■ EXCERPTED PASSAGE
********

Northwestern Medicine scientists have identified a pathway for treating a fatal lung disease that currently has no cure.
Idiopathic pulmonary fibrosis (IPF) affects 5 million people worldwide. It occurs when lung tissue scars and stiffens, making it difficult to breathe. “Idiopathic” means the cause of the chronic disease is unclear.
In a study recently published in the American Journal of Respiratory and Critical Medicine, scientists focused on a pathway called Wnt/beta-catenin that, among its many roles, is known to be critical in normal fetal development. Previous research revealed similarities between the gene expression of developing lungs and IPF lungs.
Anna Lam, MD, ’03, ’04, ’07 GME, assistant professor in Medicine-Pulmonary and Critical Care, Cara Gottardi, PhD, associate professor in Medicine-Pulmonary and Critical Care and their colleagues analyzed bloods cells from patients with the disease.
“We found that expression of genes in the Wnt/beta-catenin pathway in circulating blood cells correlated with disease progression and severity,” said Dr. Lam, first author of the study.
Specifically, they discovered that overexpression of several genes in the pathway – LRP5 and LRP6 in particular – was associated with progression of IPF. Overexpression of LRP5 was also correlated with disease severity and mortality.
In mice, loss of LRP5 protected the models from developing the disease. To confirm the findings, the scientists tested a new molecule inhibitor targeting the Wnt/beta-catenin pathway and saw the same results.
Previously, the mechanisms that drove Wnt/beta-catenin signaling were unknown, as was the extent that the pathway predicted outcomes for IPF patients.

********

■ WORK TASK 1
Please answer these questions about the lung disease study:
(a) How many people worldwide does idiopathic pulmonary fibrosis affect?
(b) In which journal was the study published?
(c) What did loss of LRP5 do in mice?
■ WORK TASK 2
In the lung disease study, rename "IPF" as "idiopathic pulmonary fibrosis" and write out the text from "Specifically, they discovered" to "severity and mortality." with that change.

********

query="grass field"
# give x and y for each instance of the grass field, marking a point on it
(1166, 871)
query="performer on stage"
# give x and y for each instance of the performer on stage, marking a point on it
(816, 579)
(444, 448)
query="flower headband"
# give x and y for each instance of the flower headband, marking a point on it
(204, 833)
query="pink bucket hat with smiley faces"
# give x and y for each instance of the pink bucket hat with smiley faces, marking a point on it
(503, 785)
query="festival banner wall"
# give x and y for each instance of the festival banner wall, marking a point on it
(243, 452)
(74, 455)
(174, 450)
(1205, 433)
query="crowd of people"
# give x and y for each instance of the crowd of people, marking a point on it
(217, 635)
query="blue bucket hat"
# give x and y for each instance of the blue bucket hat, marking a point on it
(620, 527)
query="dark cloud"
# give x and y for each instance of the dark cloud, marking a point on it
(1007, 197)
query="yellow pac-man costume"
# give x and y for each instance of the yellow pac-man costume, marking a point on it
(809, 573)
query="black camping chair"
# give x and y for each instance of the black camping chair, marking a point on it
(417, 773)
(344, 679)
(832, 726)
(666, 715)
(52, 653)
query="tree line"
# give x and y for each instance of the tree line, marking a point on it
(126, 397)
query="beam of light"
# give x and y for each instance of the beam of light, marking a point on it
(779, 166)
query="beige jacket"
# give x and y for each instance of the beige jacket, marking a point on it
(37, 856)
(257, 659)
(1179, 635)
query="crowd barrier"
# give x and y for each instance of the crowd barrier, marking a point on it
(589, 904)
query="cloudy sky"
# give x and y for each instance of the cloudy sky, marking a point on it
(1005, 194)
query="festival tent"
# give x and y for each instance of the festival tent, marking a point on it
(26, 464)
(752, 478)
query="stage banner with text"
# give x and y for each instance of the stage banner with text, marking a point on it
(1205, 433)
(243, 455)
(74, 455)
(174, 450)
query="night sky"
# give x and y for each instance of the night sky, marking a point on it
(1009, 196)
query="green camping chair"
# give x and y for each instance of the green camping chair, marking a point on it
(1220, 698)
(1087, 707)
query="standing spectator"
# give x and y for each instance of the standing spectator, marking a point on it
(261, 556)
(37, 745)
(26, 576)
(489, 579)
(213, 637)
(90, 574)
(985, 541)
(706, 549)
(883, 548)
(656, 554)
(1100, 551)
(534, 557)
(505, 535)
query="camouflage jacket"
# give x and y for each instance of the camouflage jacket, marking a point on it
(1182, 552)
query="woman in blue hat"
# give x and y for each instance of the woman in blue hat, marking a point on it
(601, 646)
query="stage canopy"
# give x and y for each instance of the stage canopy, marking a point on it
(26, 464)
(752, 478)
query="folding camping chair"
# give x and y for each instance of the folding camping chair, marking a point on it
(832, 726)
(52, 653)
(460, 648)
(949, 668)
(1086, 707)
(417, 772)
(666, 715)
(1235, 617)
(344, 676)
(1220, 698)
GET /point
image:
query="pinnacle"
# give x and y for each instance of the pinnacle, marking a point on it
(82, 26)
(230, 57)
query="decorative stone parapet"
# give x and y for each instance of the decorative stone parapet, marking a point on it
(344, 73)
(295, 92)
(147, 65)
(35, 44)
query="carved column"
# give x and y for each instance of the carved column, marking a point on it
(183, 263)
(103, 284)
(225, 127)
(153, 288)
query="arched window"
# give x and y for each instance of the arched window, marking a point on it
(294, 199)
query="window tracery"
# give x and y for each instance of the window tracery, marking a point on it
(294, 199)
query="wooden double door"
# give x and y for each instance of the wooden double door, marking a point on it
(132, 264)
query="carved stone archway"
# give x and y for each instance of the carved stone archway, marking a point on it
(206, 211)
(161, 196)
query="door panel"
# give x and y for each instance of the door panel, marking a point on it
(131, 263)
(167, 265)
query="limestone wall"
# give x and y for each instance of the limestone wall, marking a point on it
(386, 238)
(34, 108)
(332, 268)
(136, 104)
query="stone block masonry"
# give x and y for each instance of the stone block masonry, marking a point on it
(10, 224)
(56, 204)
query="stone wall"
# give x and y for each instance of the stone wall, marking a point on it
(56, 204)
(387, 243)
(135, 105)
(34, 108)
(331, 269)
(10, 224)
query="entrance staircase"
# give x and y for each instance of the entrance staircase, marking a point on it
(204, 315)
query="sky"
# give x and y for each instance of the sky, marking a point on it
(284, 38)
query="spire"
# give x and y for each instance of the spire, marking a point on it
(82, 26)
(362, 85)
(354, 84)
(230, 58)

********

■ EXERCISE RESULT 1
(a) 5 million people.
(b) The American Journal of Respiratory and Critical Medicine.
(c) It protected the mice from developing the disease.

■ EXERCISE RESULT 2
Specifically, they discovered that overexpression of several genes in the pathway – LRP5 and LRP6 in particular – was associated with progression of idiopathic pulmonary fibrosis. Overexpression of LRP5 was also correlated with disease severity and mortality.